TO DO>
Put every line of the data below into a Markdown table with the columns Row and Line. Number the rows in order and leave out blank lines.

RECORDS SUPPLIED>
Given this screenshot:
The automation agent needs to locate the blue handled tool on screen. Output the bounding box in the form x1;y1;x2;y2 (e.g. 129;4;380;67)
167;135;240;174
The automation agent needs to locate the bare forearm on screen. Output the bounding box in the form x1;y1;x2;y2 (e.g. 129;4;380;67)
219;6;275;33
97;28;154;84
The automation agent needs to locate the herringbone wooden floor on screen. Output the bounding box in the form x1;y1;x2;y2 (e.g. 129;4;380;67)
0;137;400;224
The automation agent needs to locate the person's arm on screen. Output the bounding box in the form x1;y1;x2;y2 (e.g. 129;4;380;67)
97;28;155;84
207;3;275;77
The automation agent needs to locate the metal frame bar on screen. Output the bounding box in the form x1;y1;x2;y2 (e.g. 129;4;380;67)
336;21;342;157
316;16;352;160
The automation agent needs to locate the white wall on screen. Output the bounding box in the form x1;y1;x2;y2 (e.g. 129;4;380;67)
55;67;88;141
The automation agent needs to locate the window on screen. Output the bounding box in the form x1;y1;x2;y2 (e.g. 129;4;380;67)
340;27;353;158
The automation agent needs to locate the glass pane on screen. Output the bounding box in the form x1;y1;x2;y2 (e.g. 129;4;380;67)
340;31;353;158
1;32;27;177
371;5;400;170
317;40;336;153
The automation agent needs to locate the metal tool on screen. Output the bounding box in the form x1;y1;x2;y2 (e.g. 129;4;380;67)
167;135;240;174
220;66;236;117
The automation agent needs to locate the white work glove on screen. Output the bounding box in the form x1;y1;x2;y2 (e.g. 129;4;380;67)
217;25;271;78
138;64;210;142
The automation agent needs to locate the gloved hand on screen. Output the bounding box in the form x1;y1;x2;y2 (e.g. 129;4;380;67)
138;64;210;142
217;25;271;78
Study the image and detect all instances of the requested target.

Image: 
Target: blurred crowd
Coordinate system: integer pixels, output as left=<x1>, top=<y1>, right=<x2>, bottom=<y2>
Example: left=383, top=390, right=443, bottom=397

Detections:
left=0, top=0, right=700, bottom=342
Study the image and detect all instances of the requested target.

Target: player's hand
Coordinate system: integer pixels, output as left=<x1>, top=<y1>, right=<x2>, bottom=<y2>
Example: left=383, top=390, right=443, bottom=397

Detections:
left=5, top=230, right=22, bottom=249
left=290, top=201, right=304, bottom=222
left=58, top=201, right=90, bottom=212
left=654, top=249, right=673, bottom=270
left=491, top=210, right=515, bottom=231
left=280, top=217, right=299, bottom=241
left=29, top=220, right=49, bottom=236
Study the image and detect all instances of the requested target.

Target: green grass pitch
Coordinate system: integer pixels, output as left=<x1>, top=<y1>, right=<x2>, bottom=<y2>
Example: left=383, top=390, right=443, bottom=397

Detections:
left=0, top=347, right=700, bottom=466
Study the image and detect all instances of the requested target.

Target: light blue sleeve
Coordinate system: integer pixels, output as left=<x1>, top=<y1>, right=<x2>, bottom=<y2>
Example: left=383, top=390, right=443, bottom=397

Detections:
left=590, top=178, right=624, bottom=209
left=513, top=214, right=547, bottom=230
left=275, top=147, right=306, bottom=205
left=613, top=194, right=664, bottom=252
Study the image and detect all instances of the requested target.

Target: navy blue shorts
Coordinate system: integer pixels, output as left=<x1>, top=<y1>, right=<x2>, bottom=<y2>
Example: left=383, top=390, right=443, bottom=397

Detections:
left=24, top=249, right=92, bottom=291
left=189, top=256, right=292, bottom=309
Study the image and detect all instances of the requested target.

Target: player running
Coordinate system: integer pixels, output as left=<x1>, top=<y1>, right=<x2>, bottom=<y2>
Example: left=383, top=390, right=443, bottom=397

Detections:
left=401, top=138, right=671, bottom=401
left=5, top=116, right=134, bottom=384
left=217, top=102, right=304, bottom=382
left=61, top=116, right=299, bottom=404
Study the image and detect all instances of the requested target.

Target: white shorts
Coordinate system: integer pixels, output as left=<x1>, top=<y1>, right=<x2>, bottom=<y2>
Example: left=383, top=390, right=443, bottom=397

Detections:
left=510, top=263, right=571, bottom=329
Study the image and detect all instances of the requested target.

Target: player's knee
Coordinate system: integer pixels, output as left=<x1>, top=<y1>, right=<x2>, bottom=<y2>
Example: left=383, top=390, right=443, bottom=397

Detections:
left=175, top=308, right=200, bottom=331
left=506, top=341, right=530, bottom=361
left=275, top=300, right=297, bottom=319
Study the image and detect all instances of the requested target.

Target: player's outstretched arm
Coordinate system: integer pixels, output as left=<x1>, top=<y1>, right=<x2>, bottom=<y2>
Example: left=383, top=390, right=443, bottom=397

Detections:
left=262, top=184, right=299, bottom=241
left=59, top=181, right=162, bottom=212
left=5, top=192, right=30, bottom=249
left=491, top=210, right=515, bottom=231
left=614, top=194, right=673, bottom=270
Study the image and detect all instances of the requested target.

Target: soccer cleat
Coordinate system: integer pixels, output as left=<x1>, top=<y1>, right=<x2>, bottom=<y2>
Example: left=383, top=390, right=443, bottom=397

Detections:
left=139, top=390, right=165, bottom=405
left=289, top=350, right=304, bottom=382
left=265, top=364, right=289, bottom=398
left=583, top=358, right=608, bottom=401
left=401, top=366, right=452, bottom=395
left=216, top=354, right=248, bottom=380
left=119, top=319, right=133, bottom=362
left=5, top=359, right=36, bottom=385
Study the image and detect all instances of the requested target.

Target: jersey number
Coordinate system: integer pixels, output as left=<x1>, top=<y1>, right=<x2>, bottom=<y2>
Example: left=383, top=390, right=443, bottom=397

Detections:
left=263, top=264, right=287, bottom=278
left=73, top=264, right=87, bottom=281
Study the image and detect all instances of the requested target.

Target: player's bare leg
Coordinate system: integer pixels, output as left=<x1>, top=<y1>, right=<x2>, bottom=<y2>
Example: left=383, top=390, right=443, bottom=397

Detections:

CORRECT RESPONSE>
| Row | Line |
|---|---|
| 1 | Given this screenshot: |
| 2 | The automation agent needs to locate the blue handled tool on screen. Output the bounding box in the form x1;y1;x2;y2 (e.g. 129;4;380;67) |
| 3 | 167;135;240;174 |
| 4 | The automation agent needs to locate the bare forearm on screen. Output the bounding box in the form x1;y1;x2;y2 (e.g. 129;4;380;67) |
| 5 | 219;6;275;33 |
| 6 | 97;28;154;84 |
| 7 | The automation agent needs to locate the herringbone wooden floor on screen. Output the bounding box in the form x1;y1;x2;y2 (e.g. 129;4;380;67) |
| 8 | 0;137;400;224 |
| 9 | The automation agent needs to locate the person's arm on screen. Output the bounding box in the form x1;y1;x2;y2 (e.g. 129;4;380;67) |
| 10 | 97;28;155;84 |
| 11 | 207;3;275;77 |
| 12 | The automation agent needs to locate the metal frame bar on screen. Output the bounding box in the form x1;y1;x2;y2 (e.g. 129;4;380;67) |
| 13 | 336;21;342;157 |
| 14 | 316;16;352;160 |
| 15 | The automation agent needs to locate the white wall on screen. Output the bounding box in the form x1;y1;x2;y2 (e.g. 129;4;380;67) |
| 16 | 55;67;88;141 |
| 17 | The automation agent needs to locate the window on screen. Output the bounding box in the form x1;y1;x2;y2 (e.g. 129;4;380;67) |
| 18 | 340;27;353;158 |
| 19 | The automation agent needs to locate the glass pane on screen. Output the bounding box in the form x1;y1;x2;y2 (e.g. 129;4;380;67) |
| 20 | 340;31;353;158 |
| 21 | 1;32;27;177 |
| 22 | 371;5;400;170 |
| 23 | 317;40;336;153 |
| 24 | The automation agent needs to locate the metal tool on screen. Output the bounding box in the form x1;y1;x2;y2 (e.g. 129;4;380;67) |
| 25 | 167;135;240;174 |
| 26 | 220;66;236;117 |
| 27 | The automation agent needs to locate the white work glove on screen. Output the bounding box in the form x1;y1;x2;y2 (e.g. 129;4;380;67) |
| 28 | 217;25;271;78 |
| 29 | 138;64;210;142 |
| 30 | The automation agent needs to locate the gloved hand on screen. Output the bounding box in the form x1;y1;x2;y2 (e.g. 129;4;380;67) |
| 31 | 138;64;210;142 |
| 32 | 217;25;271;78 |
| 33 | Study the image and detect all instances of the requested target. |
| 34 | Image:  |
| 35 | Target: blurred crowd |
| 36 | Coordinate system: integer pixels, output as left=<x1>, top=<y1>, right=<x2>, bottom=<y2> |
| 37 | Example: left=383, top=390, right=443, bottom=397 |
| 38 | Detections: |
| 39 | left=0, top=0, right=700, bottom=342 |
| 40 | Study the image and detect all instances of the requested target. |
| 41 | Target: player's hand |
| 42 | Coordinate system: integer pixels, output as left=<x1>, top=<y1>, right=<x2>, bottom=<y2> |
| 43 | Example: left=383, top=390, right=443, bottom=397 |
| 44 | Detections: |
| 45 | left=5, top=230, right=22, bottom=249 |
| 46 | left=290, top=201, right=304, bottom=222 |
| 47 | left=58, top=201, right=90, bottom=212 |
| 48 | left=654, top=249, right=673, bottom=270 |
| 49 | left=491, top=210, right=515, bottom=231 |
| 50 | left=280, top=217, right=299, bottom=241 |
| 51 | left=29, top=220, right=49, bottom=236 |
| 52 | Study the image and detect all instances of the requested target. |
| 53 | Target: green grass pitch |
| 54 | Coordinate system: integer pixels, output as left=<x1>, top=<y1>, right=<x2>, bottom=<y2> |
| 55 | Example: left=383, top=390, right=443, bottom=397 |
| 56 | Detections: |
| 57 | left=0, top=347, right=700, bottom=466 |
| 58 | Study the image and detect all instances of the requested target. |
| 59 | Target: light blue sleeve |
| 60 | Coordinate system: integer pixels, output as left=<x1>, top=<y1>, right=<x2>, bottom=<y2> |
| 61 | Example: left=383, top=390, right=443, bottom=397 |
| 62 | Detections: |
| 63 | left=590, top=178, right=624, bottom=209 |
| 64 | left=513, top=214, right=547, bottom=230 |
| 65 | left=275, top=147, right=306, bottom=205 |
| 66 | left=613, top=194, right=664, bottom=252 |
| 67 | Study the image and detect all instances of the requested target. |
| 68 | Target: navy blue shorts |
| 69 | Coordinate system: integer pixels, output as left=<x1>, top=<y1>, right=<x2>, bottom=<y2> |
| 70 | Example: left=383, top=390, right=443, bottom=397 |
| 71 | Detections: |
| 72 | left=24, top=249, right=92, bottom=291 |
| 73 | left=189, top=256, right=292, bottom=309 |
| 74 | Study the image and detect all instances of the requested target. |
| 75 | Target: player running |
| 76 | Coordinate system: integer pixels, output as left=<x1>, top=<y1>, right=<x2>, bottom=<y2> |
| 77 | Example: left=383, top=390, right=443, bottom=397 |
| 78 | Detections: |
| 79 | left=401, top=138, right=671, bottom=401 |
| 80 | left=5, top=116, right=134, bottom=384 |
| 81 | left=217, top=102, right=304, bottom=382 |
| 82 | left=61, top=116, right=299, bottom=404 |
| 83 | Study the image and detect all instances of the requested target. |
| 84 | Target: white shorts |
| 85 | Coordinate system: integer pixels, output as left=<x1>, top=<y1>, right=<x2>, bottom=<y2> |
| 86 | Example: left=383, top=390, right=443, bottom=397 |
| 87 | Detections: |
| 88 | left=510, top=263, right=571, bottom=329 |
| 89 | Study the image and detect all instances of the requested target. |
| 90 | Target: player's knee |
| 91 | Coordinate system: integer pixels, output as left=<x1>, top=<y1>, right=<x2>, bottom=<y2> |
| 92 | Example: left=383, top=390, right=443, bottom=397 |
| 93 | Detections: |
| 94 | left=175, top=308, right=200, bottom=331 |
| 95 | left=506, top=341, right=530, bottom=361 |
| 96 | left=275, top=300, right=297, bottom=319 |
| 97 | Study the image and detect all instances of the requested target. |
| 98 | Target: player's outstretched arm |
| 99 | Coordinate system: integer pixels, output as left=<x1>, top=<y1>, right=<x2>, bottom=<y2> |
| 100 | Example: left=383, top=390, right=443, bottom=397 |
| 101 | Detections: |
| 102 | left=262, top=184, right=299, bottom=241 |
| 103 | left=59, top=181, right=162, bottom=212 |
| 104 | left=5, top=192, right=30, bottom=249 |
| 105 | left=491, top=210, right=515, bottom=231 |
| 106 | left=614, top=194, right=673, bottom=270 |
| 107 | Study the image and detect all instances of the requested target. |
| 108 | Target: soccer cleat |
| 109 | Coordinate system: integer pixels, output as left=<x1>, top=<y1>, right=<x2>, bottom=<y2> |
| 110 | Example: left=383, top=390, right=443, bottom=397 |
| 111 | Detections: |
| 112 | left=139, top=390, right=165, bottom=405 |
| 113 | left=289, top=350, right=304, bottom=382 |
| 114 | left=265, top=364, right=289, bottom=398 |
| 115 | left=583, top=358, right=608, bottom=401 |
| 116 | left=401, top=366, right=452, bottom=395 |
| 117 | left=216, top=354, right=248, bottom=380 |
| 118 | left=119, top=319, right=133, bottom=362 |
| 119 | left=5, top=359, right=36, bottom=385 |
| 120 | Study the image and detect all instances of the requested target. |
| 121 | Target: jersey number |
| 122 | Coordinate system: integer pixels, output as left=<x1>, top=<y1>, right=<x2>, bottom=<y2> |
| 123 | Example: left=383, top=390, right=443, bottom=397 |
| 124 | Detections: |
| 125 | left=263, top=264, right=287, bottom=278 |
| 126 | left=73, top=264, right=87, bottom=281 |
| 127 | Study the image and detect all instances of the requested target. |
| 128 | Target: player's bare leg |
| 129 | Coordinate system: integer pixels, output as left=<x1>, top=<y1>, right=<x2>, bottom=<y2> |
| 130 | Example: left=383, top=390, right=443, bottom=397 |
| 131 | Detections: |